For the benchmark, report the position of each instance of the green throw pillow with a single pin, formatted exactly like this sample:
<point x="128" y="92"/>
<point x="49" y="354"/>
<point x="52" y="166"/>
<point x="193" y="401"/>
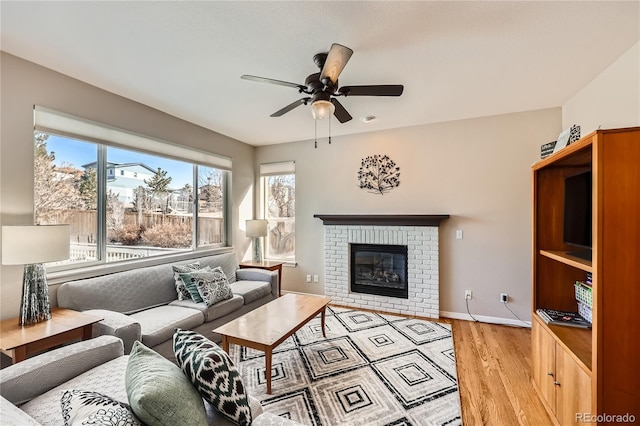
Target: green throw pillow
<point x="213" y="373"/>
<point x="183" y="293"/>
<point x="159" y="394"/>
<point x="192" y="288"/>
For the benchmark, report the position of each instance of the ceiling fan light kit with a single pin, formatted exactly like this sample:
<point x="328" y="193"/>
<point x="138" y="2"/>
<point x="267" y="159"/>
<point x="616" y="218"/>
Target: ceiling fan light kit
<point x="322" y="109"/>
<point x="323" y="88"/>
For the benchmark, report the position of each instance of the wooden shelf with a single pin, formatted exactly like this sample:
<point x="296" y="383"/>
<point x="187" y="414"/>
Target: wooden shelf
<point x="567" y="259"/>
<point x="577" y="370"/>
<point x="576" y="340"/>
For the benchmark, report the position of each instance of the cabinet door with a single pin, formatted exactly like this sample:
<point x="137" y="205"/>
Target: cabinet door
<point x="544" y="359"/>
<point x="574" y="390"/>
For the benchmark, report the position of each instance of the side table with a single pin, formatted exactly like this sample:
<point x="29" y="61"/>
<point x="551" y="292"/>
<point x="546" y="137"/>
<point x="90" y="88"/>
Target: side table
<point x="65" y="325"/>
<point x="269" y="265"/>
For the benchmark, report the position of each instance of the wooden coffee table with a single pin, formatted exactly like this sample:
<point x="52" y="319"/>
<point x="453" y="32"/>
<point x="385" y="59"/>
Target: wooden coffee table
<point x="65" y="325"/>
<point x="266" y="327"/>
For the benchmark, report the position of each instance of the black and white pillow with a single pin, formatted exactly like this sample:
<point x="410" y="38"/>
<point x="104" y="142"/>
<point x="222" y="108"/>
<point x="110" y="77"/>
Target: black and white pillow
<point x="92" y="408"/>
<point x="211" y="371"/>
<point x="183" y="293"/>
<point x="211" y="285"/>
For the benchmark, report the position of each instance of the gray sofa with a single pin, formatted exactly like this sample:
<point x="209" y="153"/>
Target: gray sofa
<point x="142" y="304"/>
<point x="31" y="390"/>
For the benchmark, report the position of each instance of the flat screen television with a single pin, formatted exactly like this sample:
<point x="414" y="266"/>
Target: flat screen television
<point x="577" y="213"/>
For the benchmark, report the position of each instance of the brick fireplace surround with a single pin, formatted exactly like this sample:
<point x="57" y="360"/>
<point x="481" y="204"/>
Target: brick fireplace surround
<point x="418" y="232"/>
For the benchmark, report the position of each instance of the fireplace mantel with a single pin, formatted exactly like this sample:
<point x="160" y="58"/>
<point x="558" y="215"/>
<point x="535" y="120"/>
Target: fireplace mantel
<point x="383" y="219"/>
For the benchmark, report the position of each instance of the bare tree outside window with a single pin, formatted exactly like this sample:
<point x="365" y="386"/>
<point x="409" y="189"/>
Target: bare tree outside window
<point x="280" y="193"/>
<point x="148" y="207"/>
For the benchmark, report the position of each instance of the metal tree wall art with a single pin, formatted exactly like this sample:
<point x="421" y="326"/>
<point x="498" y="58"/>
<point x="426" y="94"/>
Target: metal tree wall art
<point x="378" y="174"/>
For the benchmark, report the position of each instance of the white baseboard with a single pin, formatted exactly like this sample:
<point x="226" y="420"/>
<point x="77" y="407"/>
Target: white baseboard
<point x="464" y="316"/>
<point x="484" y="318"/>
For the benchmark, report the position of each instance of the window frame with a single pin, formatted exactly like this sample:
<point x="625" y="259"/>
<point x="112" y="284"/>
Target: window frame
<point x="285" y="168"/>
<point x="44" y="125"/>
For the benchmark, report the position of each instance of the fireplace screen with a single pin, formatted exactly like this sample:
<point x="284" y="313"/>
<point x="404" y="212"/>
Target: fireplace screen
<point x="379" y="269"/>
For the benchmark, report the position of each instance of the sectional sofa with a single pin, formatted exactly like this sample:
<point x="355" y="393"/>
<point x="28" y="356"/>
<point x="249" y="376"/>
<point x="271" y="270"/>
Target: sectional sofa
<point x="142" y="304"/>
<point x="31" y="391"/>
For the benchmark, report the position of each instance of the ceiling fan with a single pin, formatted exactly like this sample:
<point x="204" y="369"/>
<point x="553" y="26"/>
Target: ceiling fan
<point x="322" y="87"/>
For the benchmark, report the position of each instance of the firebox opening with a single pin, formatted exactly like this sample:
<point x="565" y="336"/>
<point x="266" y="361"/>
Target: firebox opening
<point x="379" y="269"/>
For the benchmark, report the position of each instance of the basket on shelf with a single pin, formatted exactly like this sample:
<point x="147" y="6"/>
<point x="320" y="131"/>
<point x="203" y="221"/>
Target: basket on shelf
<point x="584" y="296"/>
<point x="585" y="312"/>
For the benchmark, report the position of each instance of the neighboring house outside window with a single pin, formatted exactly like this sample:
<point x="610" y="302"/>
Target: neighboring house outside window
<point x="277" y="181"/>
<point x="143" y="206"/>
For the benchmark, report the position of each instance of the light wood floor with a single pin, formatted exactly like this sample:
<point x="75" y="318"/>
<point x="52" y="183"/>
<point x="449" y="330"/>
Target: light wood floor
<point x="494" y="375"/>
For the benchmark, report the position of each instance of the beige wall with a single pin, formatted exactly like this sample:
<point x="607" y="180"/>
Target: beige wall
<point x="24" y="84"/>
<point x="478" y="171"/>
<point x="611" y="100"/>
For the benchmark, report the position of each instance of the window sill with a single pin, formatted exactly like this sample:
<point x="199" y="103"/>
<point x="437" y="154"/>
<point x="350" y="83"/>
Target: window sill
<point x="59" y="277"/>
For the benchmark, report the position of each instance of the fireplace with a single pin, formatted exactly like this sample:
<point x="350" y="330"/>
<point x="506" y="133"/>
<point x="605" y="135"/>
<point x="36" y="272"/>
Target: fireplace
<point x="419" y="233"/>
<point x="379" y="269"/>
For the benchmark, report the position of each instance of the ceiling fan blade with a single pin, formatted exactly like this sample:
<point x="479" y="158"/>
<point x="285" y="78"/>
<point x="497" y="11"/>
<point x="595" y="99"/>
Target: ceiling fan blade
<point x="290" y="107"/>
<point x="341" y="114"/>
<point x="272" y="81"/>
<point x="378" y="90"/>
<point x="336" y="60"/>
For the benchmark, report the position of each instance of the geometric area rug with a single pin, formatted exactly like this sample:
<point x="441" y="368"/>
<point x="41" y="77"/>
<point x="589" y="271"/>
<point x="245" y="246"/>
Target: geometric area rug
<point x="371" y="369"/>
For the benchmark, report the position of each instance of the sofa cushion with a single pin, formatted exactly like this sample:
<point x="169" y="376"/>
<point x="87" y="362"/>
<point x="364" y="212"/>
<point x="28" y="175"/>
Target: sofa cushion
<point x="183" y="293"/>
<point x="159" y="323"/>
<point x="212" y="372"/>
<point x="117" y="324"/>
<point x="227" y="261"/>
<point x="159" y="393"/>
<point x="107" y="378"/>
<point x="34" y="376"/>
<point x="12" y="415"/>
<point x="127" y="292"/>
<point x="93" y="408"/>
<point x="251" y="290"/>
<point x="215" y="311"/>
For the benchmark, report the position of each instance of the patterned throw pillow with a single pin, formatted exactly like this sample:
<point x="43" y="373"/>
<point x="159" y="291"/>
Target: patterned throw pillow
<point x="213" y="374"/>
<point x="93" y="408"/>
<point x="212" y="285"/>
<point x="183" y="293"/>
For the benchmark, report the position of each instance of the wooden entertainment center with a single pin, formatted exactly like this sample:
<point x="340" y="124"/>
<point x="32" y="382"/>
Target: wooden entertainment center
<point x="589" y="375"/>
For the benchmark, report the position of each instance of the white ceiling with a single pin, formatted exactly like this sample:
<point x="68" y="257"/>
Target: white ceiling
<point x="456" y="59"/>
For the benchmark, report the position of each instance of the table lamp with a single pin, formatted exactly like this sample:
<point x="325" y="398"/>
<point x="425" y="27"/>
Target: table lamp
<point x="256" y="229"/>
<point x="32" y="246"/>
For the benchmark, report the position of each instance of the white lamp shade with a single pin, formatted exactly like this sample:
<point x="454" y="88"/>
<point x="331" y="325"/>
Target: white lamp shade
<point x="24" y="245"/>
<point x="256" y="228"/>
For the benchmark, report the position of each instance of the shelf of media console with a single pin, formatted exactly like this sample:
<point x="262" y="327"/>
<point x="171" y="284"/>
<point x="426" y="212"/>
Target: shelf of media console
<point x="568" y="259"/>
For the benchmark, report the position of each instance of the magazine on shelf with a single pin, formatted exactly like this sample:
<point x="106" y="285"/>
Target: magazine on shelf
<point x="571" y="319"/>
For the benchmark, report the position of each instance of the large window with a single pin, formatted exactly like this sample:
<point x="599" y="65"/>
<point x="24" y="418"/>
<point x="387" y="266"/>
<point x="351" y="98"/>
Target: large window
<point x="124" y="204"/>
<point x="278" y="183"/>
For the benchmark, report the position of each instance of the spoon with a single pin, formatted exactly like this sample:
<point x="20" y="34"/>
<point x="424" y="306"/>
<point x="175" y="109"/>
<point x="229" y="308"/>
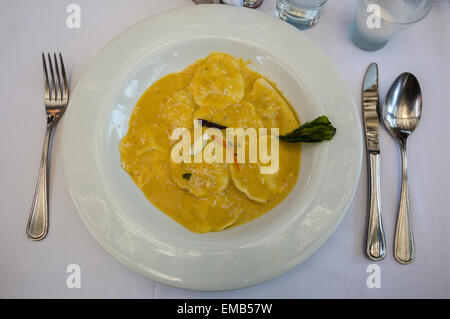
————————
→ **Task to carry out**
Please pick out each line in the rows above that contains the string "screen" and copy those lines in full. Uppercase and lowercase letters count as different.

→ **Answer**
For the benchmark, report the position of each instance of the flat screen television with a single pin, formatted exactly like this sample:
Target: flat screen television
For the benchmark, report the position of each instance of the fireplace screen with a single pin, formatted exactly like this sample:
Target: fireplace screen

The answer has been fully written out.